[BEGIN Material provided]

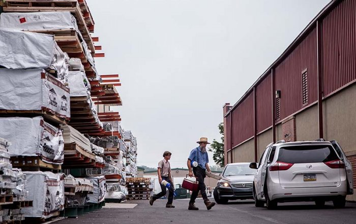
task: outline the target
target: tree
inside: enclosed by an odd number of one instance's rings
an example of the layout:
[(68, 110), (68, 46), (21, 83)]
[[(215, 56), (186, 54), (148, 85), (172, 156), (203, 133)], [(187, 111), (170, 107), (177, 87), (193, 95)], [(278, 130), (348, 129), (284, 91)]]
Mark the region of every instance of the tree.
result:
[(219, 127), (219, 132), (222, 135), (221, 138), (222, 143), (219, 142), (214, 139), (208, 150), (209, 151), (213, 152), (213, 159), (215, 163), (220, 167), (224, 167), (224, 123), (221, 122), (219, 124), (218, 127)]

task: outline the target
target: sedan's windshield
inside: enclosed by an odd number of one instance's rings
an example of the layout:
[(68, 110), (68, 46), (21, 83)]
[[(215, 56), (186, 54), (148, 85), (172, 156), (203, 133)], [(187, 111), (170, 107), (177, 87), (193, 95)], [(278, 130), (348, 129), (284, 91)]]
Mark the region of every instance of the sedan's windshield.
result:
[(256, 170), (251, 169), (249, 165), (231, 165), (226, 167), (223, 176), (227, 177), (228, 176), (236, 175), (254, 175), (256, 173)]

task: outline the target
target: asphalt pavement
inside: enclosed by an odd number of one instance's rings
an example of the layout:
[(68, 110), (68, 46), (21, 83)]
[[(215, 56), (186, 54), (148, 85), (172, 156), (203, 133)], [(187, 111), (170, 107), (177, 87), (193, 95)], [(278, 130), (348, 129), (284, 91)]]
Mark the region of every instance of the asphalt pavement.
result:
[[(129, 201), (135, 205), (109, 204), (102, 210), (66, 218), (55, 224), (118, 224), (118, 223), (356, 223), (356, 203), (346, 204), (346, 208), (334, 209), (327, 202), (324, 207), (317, 208), (314, 203), (301, 202), (279, 204), (276, 210), (255, 207), (252, 200), (235, 201), (227, 205), (216, 205), (207, 211), (201, 199), (196, 205), (199, 211), (188, 210), (189, 201), (173, 201), (175, 208), (166, 208), (166, 200), (159, 200), (153, 206), (147, 200)], [(107, 203), (107, 205), (108, 204)], [(133, 208), (125, 208), (126, 207)]]

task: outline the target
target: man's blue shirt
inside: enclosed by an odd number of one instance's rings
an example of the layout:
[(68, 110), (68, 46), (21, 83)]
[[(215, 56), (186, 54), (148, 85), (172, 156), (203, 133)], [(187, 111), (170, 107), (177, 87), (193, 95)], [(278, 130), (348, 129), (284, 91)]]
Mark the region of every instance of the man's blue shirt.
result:
[[(198, 156), (198, 154), (199, 153), (199, 156)], [(198, 157), (199, 157), (199, 161), (198, 161)], [(206, 170), (206, 168), (205, 167), (206, 164), (209, 163), (209, 158), (207, 156), (207, 152), (202, 152), (200, 146), (193, 149), (191, 152), (190, 152), (190, 154), (188, 158), (191, 161), (196, 161), (198, 162), (198, 165)]]

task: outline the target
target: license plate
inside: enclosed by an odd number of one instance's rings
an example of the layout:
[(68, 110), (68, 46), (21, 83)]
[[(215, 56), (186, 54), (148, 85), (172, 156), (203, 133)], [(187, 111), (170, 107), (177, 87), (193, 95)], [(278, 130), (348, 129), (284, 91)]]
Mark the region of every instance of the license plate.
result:
[(304, 174), (303, 178), (304, 181), (316, 181), (316, 174)]

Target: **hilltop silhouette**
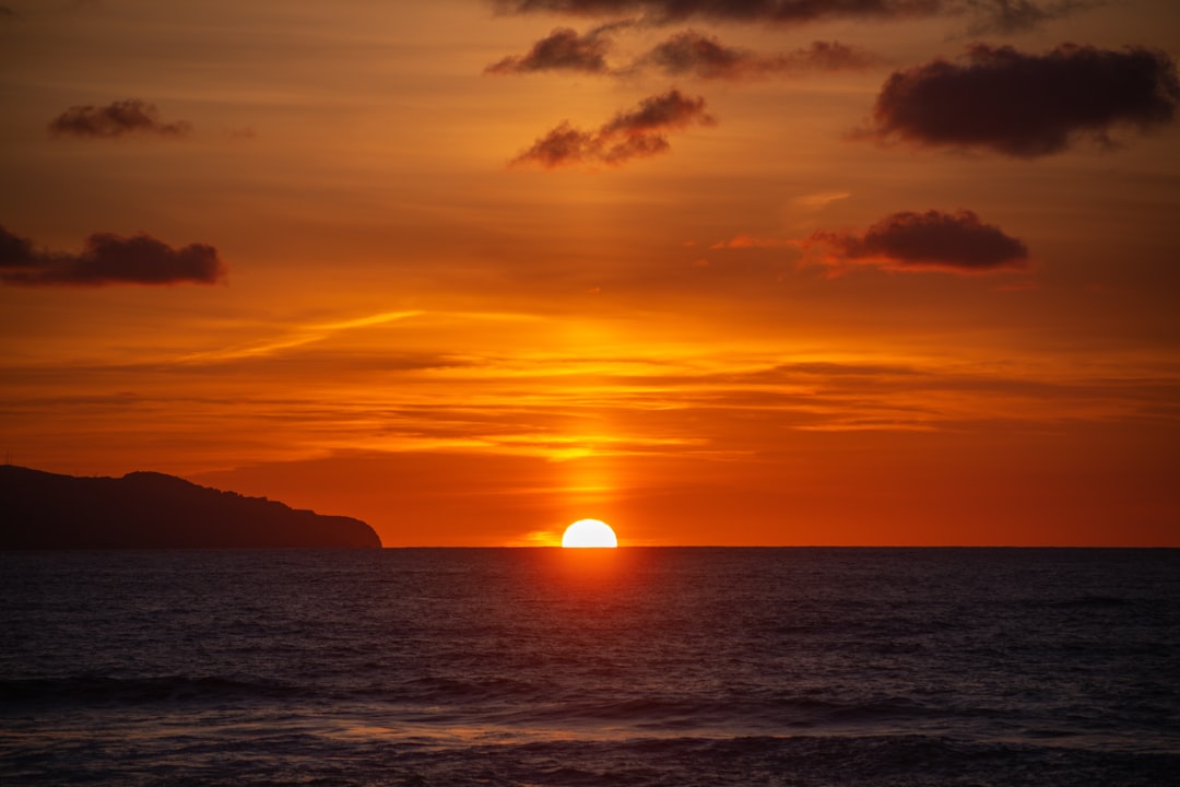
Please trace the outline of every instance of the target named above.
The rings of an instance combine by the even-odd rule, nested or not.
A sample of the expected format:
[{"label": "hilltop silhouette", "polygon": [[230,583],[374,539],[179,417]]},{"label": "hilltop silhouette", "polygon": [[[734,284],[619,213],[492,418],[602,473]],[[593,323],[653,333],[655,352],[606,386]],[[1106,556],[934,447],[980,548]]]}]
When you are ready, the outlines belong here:
[{"label": "hilltop silhouette", "polygon": [[0,466],[0,549],[380,547],[367,524],[164,473],[77,478]]}]

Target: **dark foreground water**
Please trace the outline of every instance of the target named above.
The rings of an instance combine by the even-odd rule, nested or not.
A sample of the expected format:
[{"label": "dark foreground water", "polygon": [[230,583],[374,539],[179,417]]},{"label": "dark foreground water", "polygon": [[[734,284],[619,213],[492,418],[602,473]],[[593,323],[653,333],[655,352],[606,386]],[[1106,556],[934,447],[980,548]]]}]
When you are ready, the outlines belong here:
[{"label": "dark foreground water", "polygon": [[0,783],[1180,782],[1180,551],[0,555]]}]

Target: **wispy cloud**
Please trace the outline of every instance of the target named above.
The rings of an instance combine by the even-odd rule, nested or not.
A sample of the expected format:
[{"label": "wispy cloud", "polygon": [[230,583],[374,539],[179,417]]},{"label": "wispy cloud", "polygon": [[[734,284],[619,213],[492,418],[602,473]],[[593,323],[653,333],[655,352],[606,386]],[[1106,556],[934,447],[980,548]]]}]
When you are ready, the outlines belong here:
[{"label": "wispy cloud", "polygon": [[100,284],[214,284],[225,277],[217,249],[190,243],[173,249],[140,234],[96,232],[79,254],[41,251],[0,228],[0,282],[19,287]]},{"label": "wispy cloud", "polygon": [[1171,123],[1178,103],[1176,67],[1162,52],[1064,44],[1024,54],[978,44],[963,63],[893,73],[854,136],[1035,158],[1087,138],[1109,147],[1115,129]]},{"label": "wispy cloud", "polygon": [[50,122],[54,135],[83,138],[112,138],[127,135],[184,137],[192,131],[186,120],[164,123],[155,104],[129,98],[106,106],[71,106]]},{"label": "wispy cloud", "polygon": [[235,361],[248,358],[274,355],[284,349],[294,349],[312,342],[323,341],[345,330],[371,328],[398,320],[407,320],[422,314],[421,311],[382,311],[380,314],[337,320],[334,322],[312,322],[284,330],[280,336],[248,342],[222,349],[192,353],[179,359],[183,363],[211,363]]},{"label": "wispy cloud", "polygon": [[620,166],[635,158],[668,151],[671,147],[669,131],[715,123],[704,111],[703,98],[689,98],[673,88],[643,99],[637,107],[620,112],[592,131],[577,129],[565,120],[511,164],[538,164],[545,169],[576,164]]}]

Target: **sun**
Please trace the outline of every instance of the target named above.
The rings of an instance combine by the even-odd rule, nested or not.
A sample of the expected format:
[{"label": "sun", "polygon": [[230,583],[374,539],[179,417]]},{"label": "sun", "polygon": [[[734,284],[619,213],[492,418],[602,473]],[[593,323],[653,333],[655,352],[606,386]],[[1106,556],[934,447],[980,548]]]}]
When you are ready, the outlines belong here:
[{"label": "sun", "polygon": [[562,536],[562,546],[607,546],[614,549],[618,546],[615,531],[605,522],[597,519],[579,519],[565,529]]}]

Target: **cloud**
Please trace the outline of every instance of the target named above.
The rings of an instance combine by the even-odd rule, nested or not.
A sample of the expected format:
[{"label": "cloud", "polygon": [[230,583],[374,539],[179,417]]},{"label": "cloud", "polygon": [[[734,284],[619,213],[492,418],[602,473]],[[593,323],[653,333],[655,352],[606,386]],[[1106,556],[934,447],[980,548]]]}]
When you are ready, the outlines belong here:
[{"label": "cloud", "polygon": [[801,71],[866,68],[879,59],[839,41],[814,41],[809,47],[763,55],[722,45],[716,38],[684,31],[658,44],[638,61],[667,74],[701,79],[745,79]]},{"label": "cloud", "polygon": [[113,101],[106,106],[71,106],[53,118],[50,131],[72,137],[123,137],[153,133],[160,137],[184,137],[192,131],[185,120],[160,123],[155,104],[138,98]]},{"label": "cloud", "polygon": [[150,235],[96,232],[81,254],[50,253],[0,227],[0,282],[5,284],[212,284],[224,276],[217,249],[203,243],[173,249]]},{"label": "cloud", "polygon": [[492,0],[499,13],[570,17],[638,17],[668,25],[689,19],[801,25],[839,19],[903,20],[975,18],[972,32],[1011,33],[1103,5],[1103,0]]},{"label": "cloud", "polygon": [[832,265],[873,264],[892,270],[981,274],[1025,268],[1028,248],[970,210],[946,214],[904,211],[864,232],[814,232],[806,248],[826,247]]},{"label": "cloud", "polygon": [[704,111],[703,98],[688,98],[673,88],[663,96],[643,99],[636,109],[620,112],[595,131],[583,131],[563,120],[510,164],[539,164],[545,169],[575,164],[617,166],[669,150],[667,132],[694,123],[713,125],[716,120]]},{"label": "cloud", "polygon": [[669,24],[686,19],[713,21],[807,22],[841,18],[929,17],[944,0],[493,0],[509,14],[557,13],[572,17],[642,15],[649,22]]},{"label": "cloud", "polygon": [[1063,44],[1037,55],[978,44],[963,64],[894,72],[854,136],[1035,158],[1084,138],[1112,146],[1115,127],[1171,123],[1178,101],[1176,67],[1162,52]]},{"label": "cloud", "polygon": [[787,245],[799,245],[799,241],[779,237],[755,237],[753,235],[735,235],[728,241],[717,241],[709,247],[710,251],[720,249],[778,249]]},{"label": "cloud", "polygon": [[609,33],[627,22],[602,25],[585,35],[557,27],[532,45],[526,54],[509,55],[484,68],[486,74],[520,74],[535,71],[573,71],[603,74],[610,71],[607,53],[614,41]]},{"label": "cloud", "polygon": [[1058,0],[1050,4],[1032,0],[965,0],[965,5],[977,19],[971,26],[971,32],[978,34],[1034,29],[1043,22],[1104,2],[1103,0]]}]

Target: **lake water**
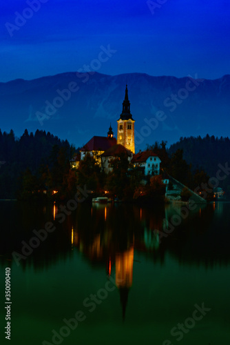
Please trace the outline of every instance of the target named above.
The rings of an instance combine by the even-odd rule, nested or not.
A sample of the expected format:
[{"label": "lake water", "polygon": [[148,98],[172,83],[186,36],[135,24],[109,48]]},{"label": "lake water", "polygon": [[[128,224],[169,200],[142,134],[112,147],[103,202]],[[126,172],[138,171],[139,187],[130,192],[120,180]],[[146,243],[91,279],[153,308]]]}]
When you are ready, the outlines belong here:
[{"label": "lake water", "polygon": [[229,345],[230,203],[0,206],[1,344]]}]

[END Material provided]

Exercise task:
Recast the records as a Markdown table with the columns "Row" and "Line", one row per line, with a row number in the first column. Start at the beginning of the records and end at the line that contains "175), (256, 173)]". Leave out blank lines and pictures.

The output:
| Row | Line |
|---|---|
| 1 | task: outline the target |
| 2 | target: tree |
| 3 | inside: enclosed by an odd number of one instance's rings |
| 4 | an example of the layout: |
| 5 | [(68, 110), (68, 46), (21, 83)] |
| 6 | [[(215, 56), (186, 54), (148, 85), (172, 156), (203, 133)], [(187, 111), (170, 107), (177, 87), (193, 95)], [(278, 130), (348, 129), (284, 91)]] |
| 7 | Mark the region of every instance of the tree. |
| 8 | result: |
| 9 | [(219, 127), (219, 132), (222, 135), (221, 138), (222, 143), (219, 142), (214, 139), (208, 150), (209, 151), (213, 152), (213, 159), (215, 163), (220, 167), (224, 167), (224, 123), (221, 122), (219, 124), (218, 127)] |
| 10 | task: outline the target |
| 11 | target: sedan's windshield |
| 12 | inside: enclosed by an odd number of one instance's rings |
| 13 | an example of the layout: |
| 14 | [(68, 110), (68, 46), (21, 83)] |
| 15 | [[(215, 56), (186, 54), (148, 85), (172, 156), (203, 133)], [(187, 111), (170, 107), (177, 87), (193, 95)], [(278, 130), (348, 129), (284, 91)]] |
| 16 | Mark the region of every instance of the sedan's windshield. |
| 17 | result: |
| 18 | [(256, 170), (251, 169), (249, 165), (231, 165), (226, 167), (223, 176), (227, 177), (228, 176), (236, 175), (254, 175), (256, 173)] |